◆ **Exercise details**
Pull every line holding the word "pixel" from the data below and copy it.

◆ **Task material**
┌──

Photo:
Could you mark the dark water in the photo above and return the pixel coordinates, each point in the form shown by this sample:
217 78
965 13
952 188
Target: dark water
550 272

└──
┌──

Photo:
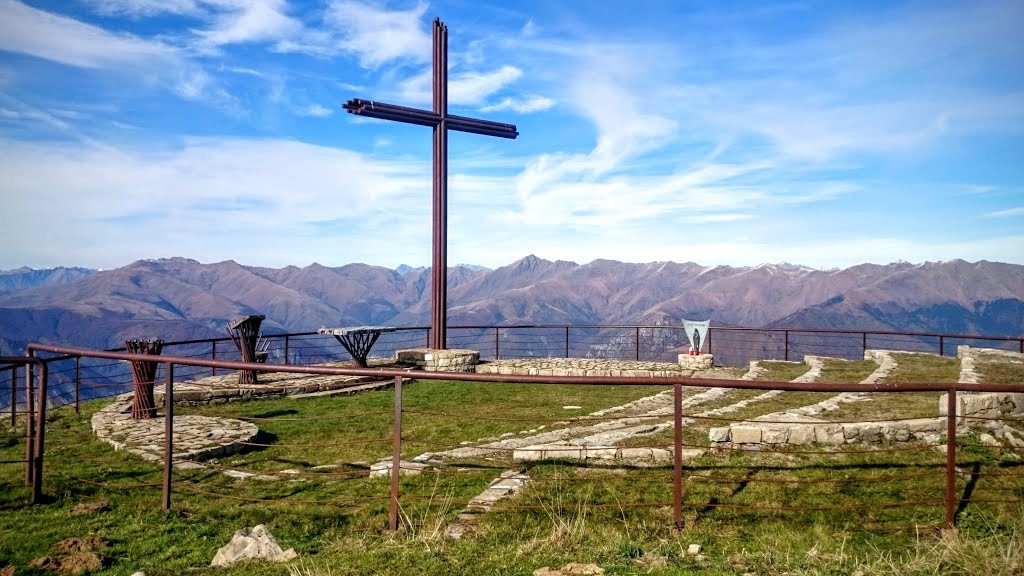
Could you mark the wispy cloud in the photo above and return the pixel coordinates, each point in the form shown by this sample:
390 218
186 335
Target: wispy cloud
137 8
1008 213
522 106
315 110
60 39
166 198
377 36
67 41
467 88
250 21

└──
┌──

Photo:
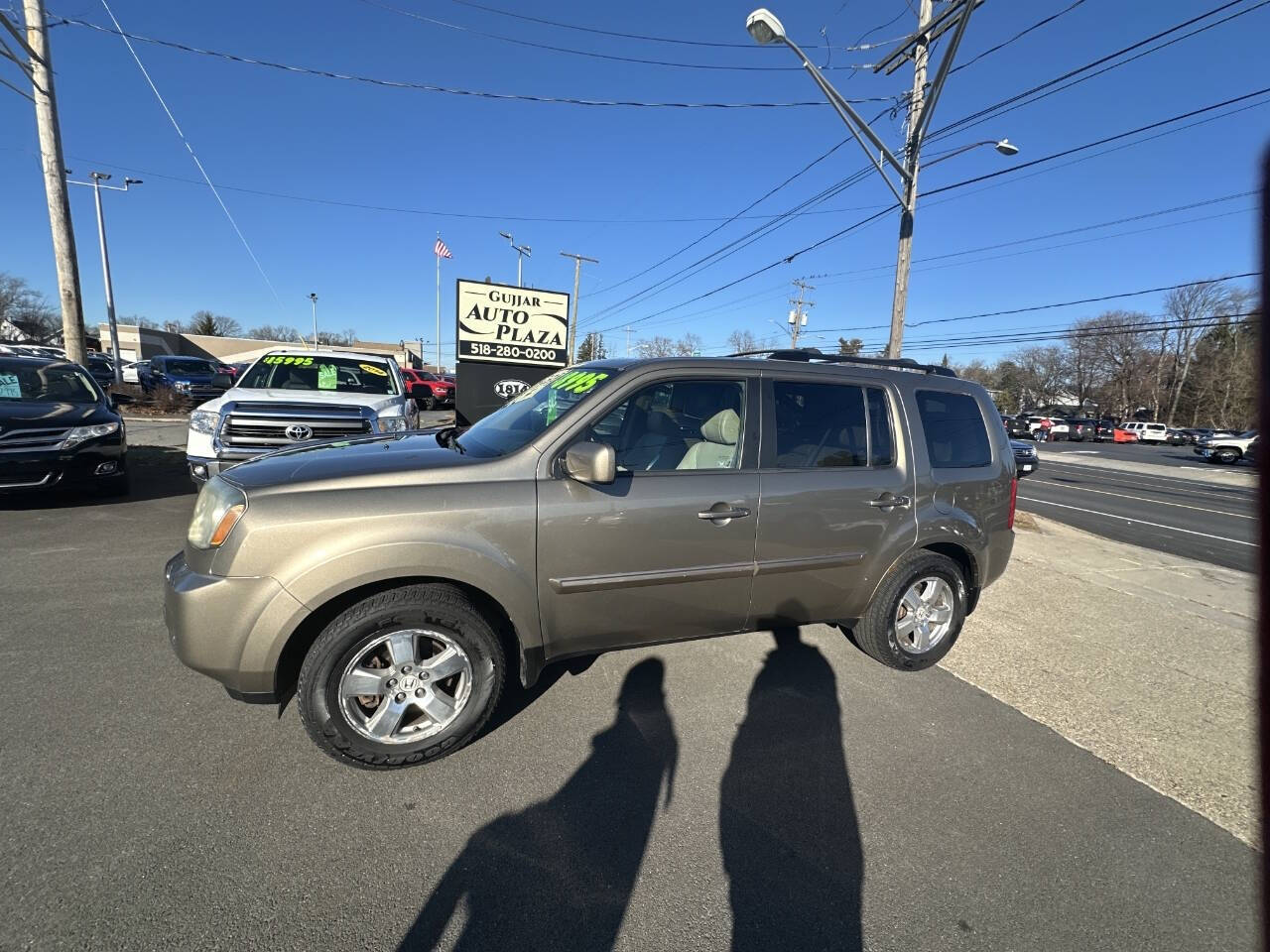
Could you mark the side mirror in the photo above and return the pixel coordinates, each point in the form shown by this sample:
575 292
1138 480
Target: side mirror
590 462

└──

◆ **Answer box**
Could you mark the dark water in the photo above and return the pixel coordinates, each point in the form shown by this sample:
Could you mark the wispy cloud in the photo above and return the pixel coordinates, each point in the form shown by this sample:
Could you mark the side mirror in the photo above and return the pixel coordinates, each point in the form shown by this sample:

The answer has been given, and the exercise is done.